____ Records provided

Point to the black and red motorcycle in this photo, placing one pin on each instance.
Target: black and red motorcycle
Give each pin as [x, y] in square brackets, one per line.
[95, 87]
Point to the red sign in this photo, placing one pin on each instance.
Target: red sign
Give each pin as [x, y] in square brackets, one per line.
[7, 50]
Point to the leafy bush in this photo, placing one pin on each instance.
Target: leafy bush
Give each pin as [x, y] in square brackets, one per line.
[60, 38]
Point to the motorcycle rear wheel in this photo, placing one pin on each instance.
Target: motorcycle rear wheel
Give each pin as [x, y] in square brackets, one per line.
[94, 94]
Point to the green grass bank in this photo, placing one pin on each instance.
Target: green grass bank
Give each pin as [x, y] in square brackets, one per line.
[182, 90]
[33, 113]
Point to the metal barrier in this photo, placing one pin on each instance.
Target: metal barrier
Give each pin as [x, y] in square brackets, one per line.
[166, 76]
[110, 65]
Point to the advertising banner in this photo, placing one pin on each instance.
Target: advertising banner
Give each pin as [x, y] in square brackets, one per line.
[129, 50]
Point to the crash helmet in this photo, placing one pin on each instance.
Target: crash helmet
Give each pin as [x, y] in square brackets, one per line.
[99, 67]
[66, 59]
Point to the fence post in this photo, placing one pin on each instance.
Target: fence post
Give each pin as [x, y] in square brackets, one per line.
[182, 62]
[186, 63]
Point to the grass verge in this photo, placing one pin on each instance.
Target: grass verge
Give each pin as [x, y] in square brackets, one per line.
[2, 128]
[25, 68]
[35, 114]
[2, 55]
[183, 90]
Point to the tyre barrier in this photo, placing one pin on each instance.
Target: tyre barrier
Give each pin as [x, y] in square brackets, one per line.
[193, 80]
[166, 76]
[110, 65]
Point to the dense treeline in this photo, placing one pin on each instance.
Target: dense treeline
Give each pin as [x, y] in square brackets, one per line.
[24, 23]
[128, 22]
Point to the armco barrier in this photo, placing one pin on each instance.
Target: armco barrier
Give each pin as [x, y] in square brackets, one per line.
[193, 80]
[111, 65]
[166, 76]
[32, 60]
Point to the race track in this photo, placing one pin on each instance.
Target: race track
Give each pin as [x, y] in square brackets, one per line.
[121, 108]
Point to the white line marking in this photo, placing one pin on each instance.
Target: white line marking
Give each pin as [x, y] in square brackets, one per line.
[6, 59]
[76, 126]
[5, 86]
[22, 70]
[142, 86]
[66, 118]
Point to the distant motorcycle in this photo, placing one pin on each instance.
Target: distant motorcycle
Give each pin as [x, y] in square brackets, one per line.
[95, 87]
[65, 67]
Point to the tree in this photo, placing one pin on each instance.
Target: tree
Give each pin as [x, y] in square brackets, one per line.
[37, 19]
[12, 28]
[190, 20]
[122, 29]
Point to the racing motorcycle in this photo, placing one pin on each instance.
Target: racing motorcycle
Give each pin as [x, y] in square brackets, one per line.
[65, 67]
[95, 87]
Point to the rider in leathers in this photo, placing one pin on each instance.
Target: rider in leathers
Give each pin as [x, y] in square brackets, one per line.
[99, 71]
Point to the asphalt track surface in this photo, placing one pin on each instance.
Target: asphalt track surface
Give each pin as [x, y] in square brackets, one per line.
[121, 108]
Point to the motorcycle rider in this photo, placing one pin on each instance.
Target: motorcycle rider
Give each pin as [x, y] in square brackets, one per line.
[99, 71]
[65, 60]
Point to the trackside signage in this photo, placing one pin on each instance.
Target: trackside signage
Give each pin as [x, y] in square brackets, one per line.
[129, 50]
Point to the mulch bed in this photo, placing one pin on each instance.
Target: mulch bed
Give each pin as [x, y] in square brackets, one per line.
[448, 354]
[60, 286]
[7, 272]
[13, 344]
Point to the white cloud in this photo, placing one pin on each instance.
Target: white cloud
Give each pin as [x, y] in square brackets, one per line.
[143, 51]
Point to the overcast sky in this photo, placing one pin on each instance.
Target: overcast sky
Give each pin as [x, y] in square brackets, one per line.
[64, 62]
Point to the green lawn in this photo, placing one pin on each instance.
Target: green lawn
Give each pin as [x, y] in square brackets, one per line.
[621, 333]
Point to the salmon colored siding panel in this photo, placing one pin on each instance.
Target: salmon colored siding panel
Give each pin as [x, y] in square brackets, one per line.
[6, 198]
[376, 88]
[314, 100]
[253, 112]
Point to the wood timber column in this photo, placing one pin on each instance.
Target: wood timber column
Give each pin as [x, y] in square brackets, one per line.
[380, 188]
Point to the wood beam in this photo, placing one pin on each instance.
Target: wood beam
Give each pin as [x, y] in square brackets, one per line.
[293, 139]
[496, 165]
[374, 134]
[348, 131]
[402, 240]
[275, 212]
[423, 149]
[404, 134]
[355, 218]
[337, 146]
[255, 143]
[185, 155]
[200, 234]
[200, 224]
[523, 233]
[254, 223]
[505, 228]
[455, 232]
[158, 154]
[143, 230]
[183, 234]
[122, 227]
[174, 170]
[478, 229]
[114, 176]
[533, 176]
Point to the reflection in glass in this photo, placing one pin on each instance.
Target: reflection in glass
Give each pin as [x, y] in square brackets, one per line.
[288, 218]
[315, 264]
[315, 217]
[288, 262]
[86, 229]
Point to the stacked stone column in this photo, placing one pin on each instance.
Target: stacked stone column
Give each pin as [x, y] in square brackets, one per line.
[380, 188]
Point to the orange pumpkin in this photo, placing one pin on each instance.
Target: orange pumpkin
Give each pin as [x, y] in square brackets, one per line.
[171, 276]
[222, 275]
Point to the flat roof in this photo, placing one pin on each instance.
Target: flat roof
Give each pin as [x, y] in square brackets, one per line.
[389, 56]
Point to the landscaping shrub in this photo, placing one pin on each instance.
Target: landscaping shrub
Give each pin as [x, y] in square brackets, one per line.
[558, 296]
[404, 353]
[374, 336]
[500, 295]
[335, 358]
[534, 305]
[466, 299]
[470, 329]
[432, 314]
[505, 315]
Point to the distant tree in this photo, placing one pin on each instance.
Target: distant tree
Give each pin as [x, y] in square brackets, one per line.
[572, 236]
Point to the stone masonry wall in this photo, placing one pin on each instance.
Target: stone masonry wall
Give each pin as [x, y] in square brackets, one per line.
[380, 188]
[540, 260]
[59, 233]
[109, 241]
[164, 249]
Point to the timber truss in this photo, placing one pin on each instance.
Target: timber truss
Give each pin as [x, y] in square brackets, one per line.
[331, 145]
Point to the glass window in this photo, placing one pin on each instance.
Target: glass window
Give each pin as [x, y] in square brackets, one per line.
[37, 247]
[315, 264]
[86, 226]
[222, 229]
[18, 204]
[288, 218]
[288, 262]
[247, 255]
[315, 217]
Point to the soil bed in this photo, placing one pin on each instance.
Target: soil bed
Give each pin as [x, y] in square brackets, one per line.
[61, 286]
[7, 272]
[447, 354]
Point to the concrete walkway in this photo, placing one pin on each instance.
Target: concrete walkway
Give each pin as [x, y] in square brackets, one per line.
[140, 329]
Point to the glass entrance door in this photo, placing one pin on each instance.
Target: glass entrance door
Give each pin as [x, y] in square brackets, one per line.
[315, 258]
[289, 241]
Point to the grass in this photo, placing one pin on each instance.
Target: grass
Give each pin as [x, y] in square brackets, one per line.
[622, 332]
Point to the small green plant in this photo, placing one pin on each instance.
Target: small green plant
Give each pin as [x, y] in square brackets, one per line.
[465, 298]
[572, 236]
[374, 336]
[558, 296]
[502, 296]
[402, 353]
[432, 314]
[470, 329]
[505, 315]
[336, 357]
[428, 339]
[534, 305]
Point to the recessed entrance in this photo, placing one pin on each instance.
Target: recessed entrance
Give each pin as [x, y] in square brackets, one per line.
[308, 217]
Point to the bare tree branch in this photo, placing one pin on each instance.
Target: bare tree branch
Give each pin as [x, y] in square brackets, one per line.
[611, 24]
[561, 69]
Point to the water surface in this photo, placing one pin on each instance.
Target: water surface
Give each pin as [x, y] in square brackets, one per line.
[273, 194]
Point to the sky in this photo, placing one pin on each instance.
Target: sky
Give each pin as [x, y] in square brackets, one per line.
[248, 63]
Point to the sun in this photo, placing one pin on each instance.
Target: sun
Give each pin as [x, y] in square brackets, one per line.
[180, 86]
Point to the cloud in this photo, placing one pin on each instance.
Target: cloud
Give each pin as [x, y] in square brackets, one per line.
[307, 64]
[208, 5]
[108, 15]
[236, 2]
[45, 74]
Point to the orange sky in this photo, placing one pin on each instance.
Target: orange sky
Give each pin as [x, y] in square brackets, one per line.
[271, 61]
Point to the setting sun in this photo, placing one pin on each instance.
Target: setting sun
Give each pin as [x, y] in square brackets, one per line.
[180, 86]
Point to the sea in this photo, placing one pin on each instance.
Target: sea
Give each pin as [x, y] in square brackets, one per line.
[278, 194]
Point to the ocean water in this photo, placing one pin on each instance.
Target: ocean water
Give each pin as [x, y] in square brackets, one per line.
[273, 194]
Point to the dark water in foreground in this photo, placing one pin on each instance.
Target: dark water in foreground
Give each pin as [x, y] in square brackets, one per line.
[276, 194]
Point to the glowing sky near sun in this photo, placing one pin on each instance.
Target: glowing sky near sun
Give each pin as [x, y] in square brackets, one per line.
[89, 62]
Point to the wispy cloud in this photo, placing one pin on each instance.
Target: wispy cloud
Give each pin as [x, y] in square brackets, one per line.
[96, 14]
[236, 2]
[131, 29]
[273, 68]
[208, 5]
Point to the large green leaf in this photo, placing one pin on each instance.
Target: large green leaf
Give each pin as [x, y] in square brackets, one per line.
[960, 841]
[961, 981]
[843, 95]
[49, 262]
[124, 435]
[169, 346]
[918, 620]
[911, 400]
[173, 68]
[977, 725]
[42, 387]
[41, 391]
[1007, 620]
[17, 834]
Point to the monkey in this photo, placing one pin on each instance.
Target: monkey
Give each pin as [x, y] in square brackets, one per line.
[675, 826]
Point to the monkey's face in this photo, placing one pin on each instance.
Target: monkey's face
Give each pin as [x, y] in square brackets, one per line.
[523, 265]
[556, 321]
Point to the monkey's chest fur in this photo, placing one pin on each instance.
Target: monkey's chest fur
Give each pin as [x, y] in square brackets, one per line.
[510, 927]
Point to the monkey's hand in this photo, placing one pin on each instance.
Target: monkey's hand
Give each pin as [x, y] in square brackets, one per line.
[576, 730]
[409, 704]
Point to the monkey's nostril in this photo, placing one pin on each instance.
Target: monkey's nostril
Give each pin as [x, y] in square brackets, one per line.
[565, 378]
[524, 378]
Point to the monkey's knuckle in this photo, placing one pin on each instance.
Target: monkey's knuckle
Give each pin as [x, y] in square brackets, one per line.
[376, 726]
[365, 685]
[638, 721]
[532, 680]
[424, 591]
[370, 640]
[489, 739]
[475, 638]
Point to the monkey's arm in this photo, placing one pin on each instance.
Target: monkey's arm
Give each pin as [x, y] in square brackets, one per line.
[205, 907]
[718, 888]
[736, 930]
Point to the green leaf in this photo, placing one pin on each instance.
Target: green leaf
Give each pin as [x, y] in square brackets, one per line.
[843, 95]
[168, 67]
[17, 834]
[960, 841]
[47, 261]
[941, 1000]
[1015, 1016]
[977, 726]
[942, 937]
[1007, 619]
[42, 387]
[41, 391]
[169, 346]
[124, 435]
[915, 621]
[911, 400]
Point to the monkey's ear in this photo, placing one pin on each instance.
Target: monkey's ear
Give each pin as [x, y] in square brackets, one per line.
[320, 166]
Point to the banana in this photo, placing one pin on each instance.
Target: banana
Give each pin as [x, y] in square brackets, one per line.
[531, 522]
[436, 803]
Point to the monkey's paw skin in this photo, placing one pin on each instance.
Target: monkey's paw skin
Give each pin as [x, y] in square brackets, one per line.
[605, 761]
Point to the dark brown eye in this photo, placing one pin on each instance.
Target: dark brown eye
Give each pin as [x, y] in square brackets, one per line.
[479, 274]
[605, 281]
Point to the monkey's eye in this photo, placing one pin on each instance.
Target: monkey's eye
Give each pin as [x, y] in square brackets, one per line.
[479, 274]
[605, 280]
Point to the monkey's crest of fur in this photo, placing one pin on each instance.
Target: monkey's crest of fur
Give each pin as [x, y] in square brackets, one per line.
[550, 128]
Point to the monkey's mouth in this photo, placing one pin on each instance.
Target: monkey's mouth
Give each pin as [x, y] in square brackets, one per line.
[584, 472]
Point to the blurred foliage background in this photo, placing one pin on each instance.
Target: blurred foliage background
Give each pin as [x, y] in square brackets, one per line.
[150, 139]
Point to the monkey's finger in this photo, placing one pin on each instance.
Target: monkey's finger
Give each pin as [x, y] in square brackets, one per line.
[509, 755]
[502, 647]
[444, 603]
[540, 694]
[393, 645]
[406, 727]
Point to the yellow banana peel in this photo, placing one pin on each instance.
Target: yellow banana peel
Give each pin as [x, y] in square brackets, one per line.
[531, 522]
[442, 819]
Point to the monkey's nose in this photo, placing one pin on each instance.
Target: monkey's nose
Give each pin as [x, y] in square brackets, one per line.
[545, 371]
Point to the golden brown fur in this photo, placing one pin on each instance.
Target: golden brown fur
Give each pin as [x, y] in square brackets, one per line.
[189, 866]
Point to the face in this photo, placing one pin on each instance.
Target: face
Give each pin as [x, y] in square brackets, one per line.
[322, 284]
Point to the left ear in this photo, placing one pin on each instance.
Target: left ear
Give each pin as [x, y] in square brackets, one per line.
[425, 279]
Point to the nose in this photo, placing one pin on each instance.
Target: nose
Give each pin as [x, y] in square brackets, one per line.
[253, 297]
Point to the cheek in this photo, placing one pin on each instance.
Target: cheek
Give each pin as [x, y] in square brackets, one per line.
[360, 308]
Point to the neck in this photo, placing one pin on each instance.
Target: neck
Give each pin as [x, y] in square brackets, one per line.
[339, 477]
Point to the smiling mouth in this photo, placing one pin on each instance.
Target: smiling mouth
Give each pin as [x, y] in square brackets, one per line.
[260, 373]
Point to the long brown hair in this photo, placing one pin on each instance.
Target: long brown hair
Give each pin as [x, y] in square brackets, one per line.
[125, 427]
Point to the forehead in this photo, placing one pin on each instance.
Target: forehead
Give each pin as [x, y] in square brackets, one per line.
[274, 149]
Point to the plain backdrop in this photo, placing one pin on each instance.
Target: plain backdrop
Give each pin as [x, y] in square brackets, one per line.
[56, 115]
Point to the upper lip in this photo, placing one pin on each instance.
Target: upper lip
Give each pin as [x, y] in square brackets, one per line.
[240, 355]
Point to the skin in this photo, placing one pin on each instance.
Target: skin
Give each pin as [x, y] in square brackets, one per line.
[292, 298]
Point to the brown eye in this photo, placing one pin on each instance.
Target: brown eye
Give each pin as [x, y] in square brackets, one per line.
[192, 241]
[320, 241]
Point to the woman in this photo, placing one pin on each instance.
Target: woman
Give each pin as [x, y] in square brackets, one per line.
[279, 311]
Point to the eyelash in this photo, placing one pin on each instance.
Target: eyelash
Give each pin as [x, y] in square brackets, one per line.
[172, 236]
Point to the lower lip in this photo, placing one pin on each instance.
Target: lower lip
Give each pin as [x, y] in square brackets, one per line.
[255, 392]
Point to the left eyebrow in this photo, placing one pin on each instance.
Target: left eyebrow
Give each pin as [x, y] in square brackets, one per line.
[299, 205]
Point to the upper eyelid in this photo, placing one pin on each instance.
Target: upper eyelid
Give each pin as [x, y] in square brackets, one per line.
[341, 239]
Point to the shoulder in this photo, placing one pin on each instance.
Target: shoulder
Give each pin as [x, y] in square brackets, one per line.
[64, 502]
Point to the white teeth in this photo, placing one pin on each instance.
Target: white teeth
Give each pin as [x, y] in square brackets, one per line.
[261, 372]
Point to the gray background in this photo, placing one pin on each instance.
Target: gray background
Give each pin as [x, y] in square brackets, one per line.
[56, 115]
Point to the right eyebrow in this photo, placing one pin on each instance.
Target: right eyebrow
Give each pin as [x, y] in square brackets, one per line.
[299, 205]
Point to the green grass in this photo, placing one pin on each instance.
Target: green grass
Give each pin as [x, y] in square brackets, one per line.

________

### Task description:
Begin with the line that contains "Point to the upper eyelid" and quote each line after it exactly, stopping after the last line of the data.

### Response below:
Point to the upper eyelid in this photo, placing one pin on each instance.
Target: upper eyelid
Give each pin as [x, y] in square brackets, one per line.
[341, 239]
Point to the shoulder in this photo, placing one pin on each instance.
Target: shoulder
Give each pin as [x, y] in square brackets, one per line.
[64, 502]
Point to the white teeth in this photo, placing one pin on each instance.
Target: white teeth
Give each pin as [x, y] in square brackets, one per line.
[261, 372]
Point to the gray background in this photo, placing one pin on each instance.
Target: gray background
Give each pin as [x, y] in square brackets, one per line.
[56, 115]
Point to the right eyebrow in this photo, placing one pin on each instance.
Target: right eyebrow
Give each pin as [x, y] in square brackets, one per line.
[299, 205]
Point to the green grass in this photo, placing one pin on each instance.
Target: green grass
Give each pin as [x, y] in square brackets, one per line.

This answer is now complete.